* **Set task 1**
In the SkyPilot GCP guide, why does a service account on your local machine avoid the reauthentication error it mentions? Answer in one to three sentences.
* **Set task 2**
Name every tab or button that the SkyPilot GCP guide tells you to click in the IAM & Admin console.
* **Set task 3**
Pick up the SkyPilot GCP guide after its last step about the downloaded JSON key, and write what comes next.

* **Excerpt to read**
━━━━━━━━━━━━━━━━━━━━

GCP#
Note
By default, SkyPilot will pick up the credentials you have set up. For most cases, the installation instructions are all you need to do. The steps below are optional advanced configuration options, aimed primarily at cloud admins and advanced users.
Service account#
GCP service accounts are supported.
Tip
A service account on your local machine can avoid the periodic
google.auth.exceptions.RefreshError: Reauthentication is needed. Please
run `gcloud auth application-default login` to reauthenticate.
error. A
service account is long-lived as it does not have an expiry time.
Set up a service account as follows:
Follow the instructions to create a service account with the appropriate roles/permissions.
In the “Service Accounts” tab in the IAM & Admin console, click on the service account to go to its detailed page. Click on the KEYS tab, then click on ADD KEY to add a JSON key. The key will be downloaded automatically.

━━━━━━━━━━━━━━━━━━━━

* **Data lines**
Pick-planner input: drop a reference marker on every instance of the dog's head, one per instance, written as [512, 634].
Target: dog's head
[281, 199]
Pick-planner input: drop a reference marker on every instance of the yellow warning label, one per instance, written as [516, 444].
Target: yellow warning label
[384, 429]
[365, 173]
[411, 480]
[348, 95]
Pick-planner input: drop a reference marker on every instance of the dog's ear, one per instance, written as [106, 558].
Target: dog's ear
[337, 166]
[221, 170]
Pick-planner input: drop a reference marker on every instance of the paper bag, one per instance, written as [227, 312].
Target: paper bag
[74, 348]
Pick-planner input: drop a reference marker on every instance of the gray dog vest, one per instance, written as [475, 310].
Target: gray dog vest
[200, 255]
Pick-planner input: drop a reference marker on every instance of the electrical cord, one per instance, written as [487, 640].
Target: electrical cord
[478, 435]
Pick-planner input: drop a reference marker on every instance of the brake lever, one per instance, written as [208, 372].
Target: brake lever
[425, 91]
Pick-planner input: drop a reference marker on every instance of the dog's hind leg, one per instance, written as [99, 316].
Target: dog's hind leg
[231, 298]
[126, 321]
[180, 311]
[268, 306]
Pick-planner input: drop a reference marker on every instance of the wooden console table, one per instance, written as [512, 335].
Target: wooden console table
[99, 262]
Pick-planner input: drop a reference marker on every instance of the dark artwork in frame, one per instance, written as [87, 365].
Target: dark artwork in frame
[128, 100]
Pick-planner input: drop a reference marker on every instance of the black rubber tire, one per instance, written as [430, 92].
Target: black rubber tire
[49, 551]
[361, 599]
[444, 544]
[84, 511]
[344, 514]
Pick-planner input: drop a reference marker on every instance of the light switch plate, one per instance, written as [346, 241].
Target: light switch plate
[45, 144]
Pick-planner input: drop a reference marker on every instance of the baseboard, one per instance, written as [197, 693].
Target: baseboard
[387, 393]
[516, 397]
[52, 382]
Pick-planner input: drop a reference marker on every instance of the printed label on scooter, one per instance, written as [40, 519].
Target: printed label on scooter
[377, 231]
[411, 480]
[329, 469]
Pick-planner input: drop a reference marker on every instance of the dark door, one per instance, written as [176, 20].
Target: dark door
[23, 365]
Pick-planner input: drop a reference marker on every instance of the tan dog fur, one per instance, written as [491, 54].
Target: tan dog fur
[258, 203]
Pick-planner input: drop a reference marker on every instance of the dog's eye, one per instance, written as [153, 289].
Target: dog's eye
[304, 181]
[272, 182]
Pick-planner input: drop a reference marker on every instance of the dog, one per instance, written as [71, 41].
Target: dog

━━━━━━━━━━━━━━━━━━━━

* **Exercise answer 1**
A service account is long-lived because it has no expiry time. That means it avoids the periodic RefreshError that asks you to run `gcloud auth application-default login` to reauthenticate.

* **Exercise answer 2**
- "Service Accounts" tab
- KEYS tab
- ADD KEY

* **Exercise answer 3**
Set the environment variable
GOOGLE_APPLICATION_CREDENTIALS
to the path of the key file, and configure the gcloud CLI tool:$ export GOOGLE_APPLICATION_CREDENTIALS=/path/to/key.json $ gcloud auth activate-service-account --key-file=$GOOGLE_APPLICATION_CREDENTIALS $ gcloud config set project your-project-id
You may want to add the export statement in your profile (e.g.
~/.bashrc
,~/.zshrc
) so that it is set automatically in all new terminal sessions.
Setting permissions#
Generally, the administrator can choose among three “levels” of permissions, from the most permissive and least setup effort, to the least permissive and more setup effort:
Default: no setup, give users Owner-level permissions (i.e., you do not need to follow the instructions in this section)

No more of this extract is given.